→ **SOURCE PASSAGE**:
# Mantic Ghouls



## Dusty's Corner (Aug 25, 2008)

Howdy,
I'm sure there is a thread floating about for this (Admin - please feel free to move). 
Rightio, Finished a couple of Mantic Ghouls. Given them a sewer/drain style base. I might have to rephotograph all of these as I'm just not really happy with how the camera has taken them.Green skin ghouls? I know, too much green basecoat.
































The blood splatter was fun to do. 

Here's the other chap.

























Well that's about it for this post for now at least. They might get a special base made to display them together as a pair. Toodles!
-Dusty


----------



## nirvasch (Jul 3, 2009)

Oooook, mate just dont get me wrong  - 'he said and started messing around '
In MY (and only my) opinion the minis:

1. Great basing ! - really gives the unique look - what did you use for the simple flat plates??? - lloks like fimo or miliput to me.

2. The green.. They look kinda bleached to me - as if you would just put some green glazes /washes over a white undercoat.. - They lack the crispiness of a solid green base.. Don't be afraid to use solid colours and later highlight them. A solid colour base is the best way to get a mini lookin good.

Try this - paint a mini black and apply base colours to each area - just as you do it every time while painting a mini.

Then:

Try this - paint a mini white, and apply a solid colour - so that the colour saturation and hue is consistant on all parts - flat , base colours , no highlights,

Now compare both minis...

Which one looks better 

3. Clothes.
If you are using green as the main colour - use contrast colours to fill up the mini - according to the wheel of colours and the colour theory - the bst colours working with each other are opposite on the wheel of colours :










They wave lenght is complementary...

This basically means:
When painting something green - shade it with dark red.
Do this by mixing some green with a tad of dark red/bronze red.
When painting something red - highlight it with bright green...

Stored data

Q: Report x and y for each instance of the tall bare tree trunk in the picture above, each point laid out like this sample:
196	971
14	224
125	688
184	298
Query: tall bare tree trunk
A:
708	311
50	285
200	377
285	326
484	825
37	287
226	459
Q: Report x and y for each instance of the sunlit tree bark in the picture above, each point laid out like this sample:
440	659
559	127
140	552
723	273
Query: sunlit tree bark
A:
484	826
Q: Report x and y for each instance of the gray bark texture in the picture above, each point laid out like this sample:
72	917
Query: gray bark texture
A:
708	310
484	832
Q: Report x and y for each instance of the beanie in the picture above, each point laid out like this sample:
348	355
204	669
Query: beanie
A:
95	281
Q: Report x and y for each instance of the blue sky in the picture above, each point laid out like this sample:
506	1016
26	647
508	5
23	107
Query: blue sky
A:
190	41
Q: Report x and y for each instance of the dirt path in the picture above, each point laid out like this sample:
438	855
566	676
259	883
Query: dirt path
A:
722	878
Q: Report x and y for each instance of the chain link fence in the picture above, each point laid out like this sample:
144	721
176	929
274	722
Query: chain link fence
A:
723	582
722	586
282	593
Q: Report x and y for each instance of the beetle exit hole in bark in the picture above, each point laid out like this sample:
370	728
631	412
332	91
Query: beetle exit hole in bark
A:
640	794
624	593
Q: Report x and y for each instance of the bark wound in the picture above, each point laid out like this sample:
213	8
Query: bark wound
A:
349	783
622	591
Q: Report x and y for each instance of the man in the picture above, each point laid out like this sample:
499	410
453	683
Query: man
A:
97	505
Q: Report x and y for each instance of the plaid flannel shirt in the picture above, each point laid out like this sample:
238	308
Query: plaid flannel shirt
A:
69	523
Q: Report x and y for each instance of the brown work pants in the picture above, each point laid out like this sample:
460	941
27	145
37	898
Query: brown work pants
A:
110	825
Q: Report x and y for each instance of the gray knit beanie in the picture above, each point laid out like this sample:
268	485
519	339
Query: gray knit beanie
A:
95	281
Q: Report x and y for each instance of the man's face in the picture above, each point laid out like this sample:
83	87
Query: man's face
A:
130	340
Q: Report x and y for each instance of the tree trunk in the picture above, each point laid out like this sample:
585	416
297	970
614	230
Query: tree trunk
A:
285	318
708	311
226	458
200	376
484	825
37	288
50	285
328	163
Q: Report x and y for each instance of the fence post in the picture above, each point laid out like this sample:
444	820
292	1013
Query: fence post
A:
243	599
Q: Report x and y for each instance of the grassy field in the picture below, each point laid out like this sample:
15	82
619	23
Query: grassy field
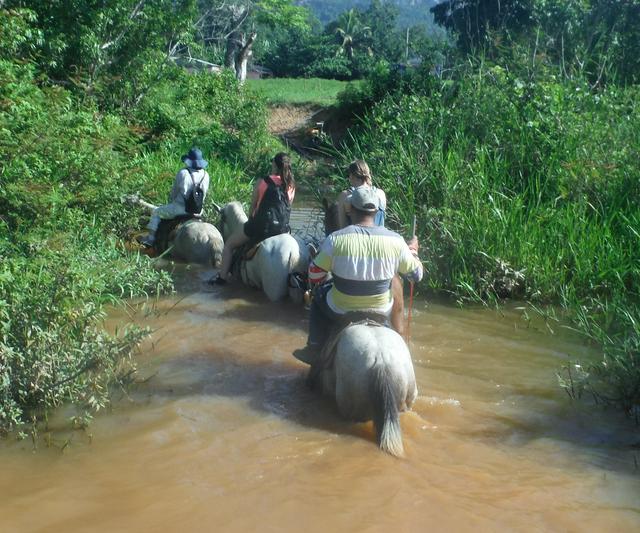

→ **EXERCISE DETAILS**: Please resume the forum thread about painting Mantic Ghouls, picking up right after its final sentence.

→ **RESULT**:
etc...

In my opinion the cloth parts should bered/ purple - this would remove the 'bleached look'

No offense in anything above, just willing to help...

I know this sounds strange but it works...
If you need some photo tutorial, just pm me - I'm here to help.


----------



## Varakir (Sep 2, 2009)

Very cool. I think the second one is lacking something compared to the first though. The first one is just oozing character, from the great base to the spooky pose.

I was playing about with mine the other day and i'm quite impressed with the models - not sure what to do with them tyet but this is pretty inspirational


----------



## imm0rtal reaper (Jul 15, 2008)

I like it man. I really like the green tinge to the skin, makes them look very rotting.

And as far as the cloth and other areas go, yeah they may not have very detailed shading with all the colour theory used, but I think they look real. Know what I mean? If someone was wearing a light colour top like that, that is how it would look. So from an "artist" perspective, yeah they could have had more done to them, but seen as though these would be used amongst massed ranks, this paint job is great. It's given me a lot of ideas for my ghouls when they arrive.

Keep up the good work.


----------



## Dusty's Corner (Aug 25, 2008)

Howdy,
Cheers for comments and tips, always appreciated!
About the bases - I had to cut the original plastic base that the model is attached to but I kept a chunk under each foot so I could glue it to a GW base. The channel which the water is travelling through (under the legs) is actually the slot you get in some GW bases. Drilled holes in either end, and add a pipe. And it's sealed so later water effects can be added. Then the rocks and floors tiles are sculpted with milliput.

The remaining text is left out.